* _WORK REQUEST 1_:
In the forum thread, what version number is given as one of the hints that Bunny was a joke?

* _DOCUMENT SECTION_:

Perhaps it would have been better to make a new post rather than to edit an existing post about a real package as a prank.


#16

Oh, sorry definitely will! Learners shouldn’t miss out on bunnytastic material :rabbit::rabbit::rabbit:

Maybe I can coax @devonestes into doing it though? :thinking:

Devon, pleeasseeeee!

:rabbit2::rabbit2::rabbit2:


#17

@PragTob is there an overview of the differences between the two api’s? They seem nearly identical to me.

From Benchee:

list = Enum.to_list(1..10_000)
map_fun = fn(i) -> [i, i * i] end

Benchee.run(%{
  "flat_map"    => fn -> Enum.flat_map(list, map_fun) end,
  "map.flatten" => fn -> list |> Enum.map(map_fun) |> List.flatten end
}, time: 10)

From Bunny:

list = Enum.to_list(1..10_000)
map_fun = fn(i) -> [i, i * i] end

Bunny.eat(%{
  "flat_map"    => fn -> Enum.flat_map(list, map_fun) end,
  "map.flatten" => fn -> list |> Enum.map(map_fun) |> List.flatten end
})

Or is the difference in functions other than the main benchmarking function?


#18

This is a very obvious April Fools’ prank…

EDIT: it got me more or less until the code example that shows Bunny.eat(...).


#19

Haha, maybe I shouldn’t be reading the forum so early :sweat_smile:


#20

Sorry if I really fooled anyone :slight_smile:
Wanted to make it really clear through hyperboles, version numbers (1.4.2018 ) and great new features like “bunny assistant” that it’s a joke so that nobody ends up changing all their code to use bunny.

If someone wants to continue using bunny - it’s totally usable. It’s only a thin wrapper around benchee with a couple of defdelegate's and I don’t expect to break it.

To be doubly sure, I’m adding “this was a prank” notices everywhere applicable :slight_smile:

@doomspork Thought about making a new post, but as I once made that for a new release or feature and they got merged together I thought it’s not the way things are supposed to be here :thinking:

edit: can someone from the admins please change the title back? Thanks! :slight_smile:

* _WORK REQUEST 2_:
Pick out every line of the records that contains the string "appear" and copy each one. Case counts.

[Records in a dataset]

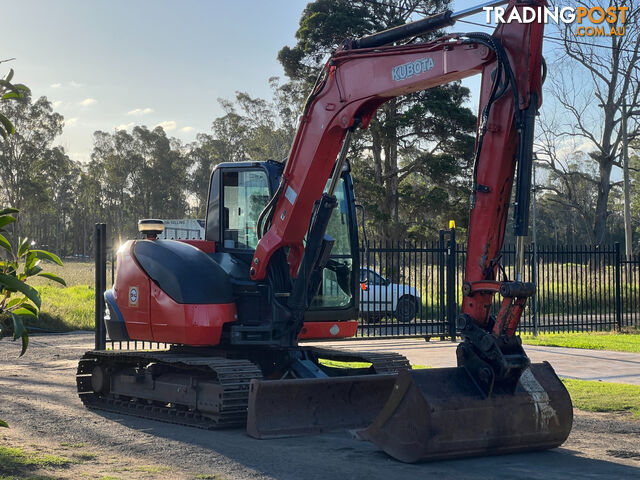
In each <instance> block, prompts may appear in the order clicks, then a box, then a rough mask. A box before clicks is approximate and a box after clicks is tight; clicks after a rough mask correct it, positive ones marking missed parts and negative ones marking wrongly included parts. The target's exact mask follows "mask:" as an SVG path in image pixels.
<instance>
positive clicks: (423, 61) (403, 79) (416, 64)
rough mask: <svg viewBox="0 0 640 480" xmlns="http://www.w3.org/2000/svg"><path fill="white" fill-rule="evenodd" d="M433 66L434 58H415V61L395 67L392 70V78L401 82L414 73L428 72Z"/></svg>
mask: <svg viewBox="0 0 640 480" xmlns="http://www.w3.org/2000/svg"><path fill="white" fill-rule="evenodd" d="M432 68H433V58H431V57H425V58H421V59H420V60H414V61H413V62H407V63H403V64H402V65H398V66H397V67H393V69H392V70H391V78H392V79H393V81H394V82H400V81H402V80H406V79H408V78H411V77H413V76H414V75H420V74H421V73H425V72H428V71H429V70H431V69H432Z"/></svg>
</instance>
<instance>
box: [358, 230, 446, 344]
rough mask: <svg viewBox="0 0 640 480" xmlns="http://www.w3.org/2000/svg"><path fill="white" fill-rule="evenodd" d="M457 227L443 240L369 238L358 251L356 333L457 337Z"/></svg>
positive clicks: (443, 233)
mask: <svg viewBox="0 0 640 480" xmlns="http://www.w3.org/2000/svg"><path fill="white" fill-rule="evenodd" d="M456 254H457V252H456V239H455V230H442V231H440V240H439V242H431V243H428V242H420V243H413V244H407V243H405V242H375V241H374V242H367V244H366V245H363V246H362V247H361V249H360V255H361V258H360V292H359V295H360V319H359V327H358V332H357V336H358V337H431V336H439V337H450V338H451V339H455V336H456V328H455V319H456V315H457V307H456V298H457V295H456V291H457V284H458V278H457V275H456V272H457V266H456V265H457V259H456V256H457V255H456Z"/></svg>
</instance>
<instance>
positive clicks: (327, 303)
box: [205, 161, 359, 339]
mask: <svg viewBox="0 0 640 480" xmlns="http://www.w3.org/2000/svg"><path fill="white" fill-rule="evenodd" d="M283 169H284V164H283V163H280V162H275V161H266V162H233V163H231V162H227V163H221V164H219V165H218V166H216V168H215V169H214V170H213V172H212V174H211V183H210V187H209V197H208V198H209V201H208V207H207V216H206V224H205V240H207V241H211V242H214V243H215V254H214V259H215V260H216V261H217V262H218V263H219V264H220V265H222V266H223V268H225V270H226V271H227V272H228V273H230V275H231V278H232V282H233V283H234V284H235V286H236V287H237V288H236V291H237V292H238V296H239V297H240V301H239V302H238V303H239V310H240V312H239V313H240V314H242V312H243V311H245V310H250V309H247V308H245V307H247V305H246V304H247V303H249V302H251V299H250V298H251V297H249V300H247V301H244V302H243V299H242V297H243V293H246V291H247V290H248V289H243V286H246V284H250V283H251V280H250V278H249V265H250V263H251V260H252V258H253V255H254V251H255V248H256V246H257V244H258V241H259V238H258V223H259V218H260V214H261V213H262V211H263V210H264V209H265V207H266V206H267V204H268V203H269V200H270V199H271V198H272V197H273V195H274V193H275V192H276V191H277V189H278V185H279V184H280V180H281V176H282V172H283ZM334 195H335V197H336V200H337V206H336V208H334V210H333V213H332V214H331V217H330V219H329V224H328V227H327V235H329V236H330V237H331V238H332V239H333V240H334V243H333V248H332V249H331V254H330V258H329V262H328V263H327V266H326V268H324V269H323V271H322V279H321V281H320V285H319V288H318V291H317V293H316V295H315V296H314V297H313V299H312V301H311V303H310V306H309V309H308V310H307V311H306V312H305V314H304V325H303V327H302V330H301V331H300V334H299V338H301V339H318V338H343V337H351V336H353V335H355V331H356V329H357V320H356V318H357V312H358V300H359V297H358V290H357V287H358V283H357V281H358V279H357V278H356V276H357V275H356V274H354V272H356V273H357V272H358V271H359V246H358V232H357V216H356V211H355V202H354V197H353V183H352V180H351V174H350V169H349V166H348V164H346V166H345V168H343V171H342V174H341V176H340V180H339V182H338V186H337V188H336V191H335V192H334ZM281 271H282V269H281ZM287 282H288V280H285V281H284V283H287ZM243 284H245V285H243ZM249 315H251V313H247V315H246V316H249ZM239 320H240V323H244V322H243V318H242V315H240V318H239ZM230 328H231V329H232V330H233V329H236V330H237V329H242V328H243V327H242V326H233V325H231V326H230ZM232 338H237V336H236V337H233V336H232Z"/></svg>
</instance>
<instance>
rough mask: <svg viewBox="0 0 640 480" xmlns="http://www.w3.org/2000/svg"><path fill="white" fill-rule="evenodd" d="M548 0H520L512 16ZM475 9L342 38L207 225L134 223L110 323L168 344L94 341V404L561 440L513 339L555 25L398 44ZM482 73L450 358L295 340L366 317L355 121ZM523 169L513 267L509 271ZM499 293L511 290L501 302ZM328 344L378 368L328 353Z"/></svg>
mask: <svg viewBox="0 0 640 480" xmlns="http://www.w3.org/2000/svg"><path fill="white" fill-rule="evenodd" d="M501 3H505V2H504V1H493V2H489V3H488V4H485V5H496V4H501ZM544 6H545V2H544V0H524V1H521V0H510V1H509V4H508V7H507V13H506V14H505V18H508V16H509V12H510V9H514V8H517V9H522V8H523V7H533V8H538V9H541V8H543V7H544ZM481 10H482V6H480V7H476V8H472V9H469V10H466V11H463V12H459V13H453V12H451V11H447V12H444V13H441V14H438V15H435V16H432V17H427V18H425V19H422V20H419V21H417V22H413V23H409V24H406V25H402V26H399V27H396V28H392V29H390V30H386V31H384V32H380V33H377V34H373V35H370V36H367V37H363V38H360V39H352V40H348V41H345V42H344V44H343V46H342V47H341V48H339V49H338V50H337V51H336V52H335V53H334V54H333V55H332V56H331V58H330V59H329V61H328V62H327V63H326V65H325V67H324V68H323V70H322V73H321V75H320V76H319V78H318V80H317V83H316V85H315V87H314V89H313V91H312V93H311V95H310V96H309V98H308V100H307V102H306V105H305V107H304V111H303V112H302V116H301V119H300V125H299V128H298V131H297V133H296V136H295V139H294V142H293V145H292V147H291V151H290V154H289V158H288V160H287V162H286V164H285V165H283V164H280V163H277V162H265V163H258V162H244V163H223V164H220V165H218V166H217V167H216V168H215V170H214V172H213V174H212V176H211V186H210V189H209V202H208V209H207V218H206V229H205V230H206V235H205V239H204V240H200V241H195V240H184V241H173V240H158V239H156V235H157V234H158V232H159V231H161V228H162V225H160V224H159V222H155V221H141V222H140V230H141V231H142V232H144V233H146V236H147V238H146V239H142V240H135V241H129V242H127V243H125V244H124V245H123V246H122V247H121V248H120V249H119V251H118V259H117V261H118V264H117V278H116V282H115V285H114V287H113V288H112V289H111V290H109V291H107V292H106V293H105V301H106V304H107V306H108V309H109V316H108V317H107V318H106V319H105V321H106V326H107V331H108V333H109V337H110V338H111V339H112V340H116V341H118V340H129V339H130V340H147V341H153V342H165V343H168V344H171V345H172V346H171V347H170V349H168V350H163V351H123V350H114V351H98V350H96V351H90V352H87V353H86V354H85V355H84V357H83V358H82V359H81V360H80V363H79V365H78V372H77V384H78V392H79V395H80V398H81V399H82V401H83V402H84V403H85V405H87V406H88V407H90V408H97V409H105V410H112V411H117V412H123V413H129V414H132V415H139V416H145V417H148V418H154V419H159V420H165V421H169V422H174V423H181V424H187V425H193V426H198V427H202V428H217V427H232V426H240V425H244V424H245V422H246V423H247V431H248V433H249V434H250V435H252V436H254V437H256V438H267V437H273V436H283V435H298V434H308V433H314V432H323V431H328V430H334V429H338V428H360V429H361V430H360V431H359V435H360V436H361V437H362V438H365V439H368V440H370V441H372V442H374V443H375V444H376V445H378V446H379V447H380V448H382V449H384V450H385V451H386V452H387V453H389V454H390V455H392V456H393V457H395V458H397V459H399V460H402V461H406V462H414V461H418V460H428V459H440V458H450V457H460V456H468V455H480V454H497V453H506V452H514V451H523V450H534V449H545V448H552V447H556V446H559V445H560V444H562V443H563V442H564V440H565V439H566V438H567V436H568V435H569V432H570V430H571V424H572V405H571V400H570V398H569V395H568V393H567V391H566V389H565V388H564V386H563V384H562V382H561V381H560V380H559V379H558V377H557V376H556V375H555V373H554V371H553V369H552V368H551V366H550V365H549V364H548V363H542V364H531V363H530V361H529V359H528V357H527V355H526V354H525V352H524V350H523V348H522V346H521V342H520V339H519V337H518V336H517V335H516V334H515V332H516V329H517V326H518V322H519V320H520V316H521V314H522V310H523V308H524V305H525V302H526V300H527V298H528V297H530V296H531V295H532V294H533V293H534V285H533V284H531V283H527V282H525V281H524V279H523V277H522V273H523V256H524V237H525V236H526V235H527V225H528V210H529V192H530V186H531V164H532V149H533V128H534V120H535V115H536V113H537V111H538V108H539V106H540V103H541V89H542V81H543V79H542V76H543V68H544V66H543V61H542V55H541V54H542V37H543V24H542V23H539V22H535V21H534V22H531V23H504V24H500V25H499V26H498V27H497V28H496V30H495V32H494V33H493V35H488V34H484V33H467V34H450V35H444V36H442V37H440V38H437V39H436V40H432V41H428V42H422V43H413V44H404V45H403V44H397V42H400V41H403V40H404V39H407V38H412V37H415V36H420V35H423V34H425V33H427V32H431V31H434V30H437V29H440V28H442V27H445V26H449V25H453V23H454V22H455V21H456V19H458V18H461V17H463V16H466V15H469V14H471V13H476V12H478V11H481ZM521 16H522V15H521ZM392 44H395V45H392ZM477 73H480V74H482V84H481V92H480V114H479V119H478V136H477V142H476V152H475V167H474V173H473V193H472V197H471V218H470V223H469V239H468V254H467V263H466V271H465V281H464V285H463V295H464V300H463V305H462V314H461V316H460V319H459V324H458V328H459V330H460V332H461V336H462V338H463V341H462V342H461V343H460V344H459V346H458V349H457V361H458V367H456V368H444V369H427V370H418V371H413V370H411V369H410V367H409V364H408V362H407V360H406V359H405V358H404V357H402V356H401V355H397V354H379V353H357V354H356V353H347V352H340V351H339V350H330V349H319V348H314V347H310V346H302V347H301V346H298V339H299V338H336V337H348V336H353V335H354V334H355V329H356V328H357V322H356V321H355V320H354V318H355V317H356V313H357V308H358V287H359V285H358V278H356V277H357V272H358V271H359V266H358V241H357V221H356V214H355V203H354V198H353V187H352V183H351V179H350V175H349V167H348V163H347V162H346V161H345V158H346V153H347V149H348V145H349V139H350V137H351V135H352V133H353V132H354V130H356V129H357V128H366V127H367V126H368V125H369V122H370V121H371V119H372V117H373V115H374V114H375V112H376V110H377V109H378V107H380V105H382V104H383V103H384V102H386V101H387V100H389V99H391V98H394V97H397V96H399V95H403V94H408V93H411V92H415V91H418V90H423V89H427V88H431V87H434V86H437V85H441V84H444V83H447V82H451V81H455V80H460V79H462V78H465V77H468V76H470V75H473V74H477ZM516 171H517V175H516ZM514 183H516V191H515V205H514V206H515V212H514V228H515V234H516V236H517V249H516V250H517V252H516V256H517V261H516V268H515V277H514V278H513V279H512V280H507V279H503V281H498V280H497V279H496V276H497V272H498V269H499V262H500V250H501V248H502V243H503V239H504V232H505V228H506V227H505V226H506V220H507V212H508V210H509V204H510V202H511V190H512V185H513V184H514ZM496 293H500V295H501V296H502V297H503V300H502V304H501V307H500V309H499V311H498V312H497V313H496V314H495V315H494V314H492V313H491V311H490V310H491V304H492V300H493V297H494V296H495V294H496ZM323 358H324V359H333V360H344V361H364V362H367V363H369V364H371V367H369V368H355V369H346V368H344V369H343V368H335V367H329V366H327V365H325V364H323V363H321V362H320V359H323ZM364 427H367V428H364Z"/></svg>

* _ANSWER 1_:
1.4.2018

* _ANSWER 2_:
In each <instance> block, prompts may appear in the order clicks, then a box, then a rough mask. A box before clicks is approximate and a box after clicks is tight; clicks after a rough mask correct it, positive ones marking missed parts and negative ones marking wrongly included parts. The target's exact mask follows "mask:" as an SVG path in image pixels.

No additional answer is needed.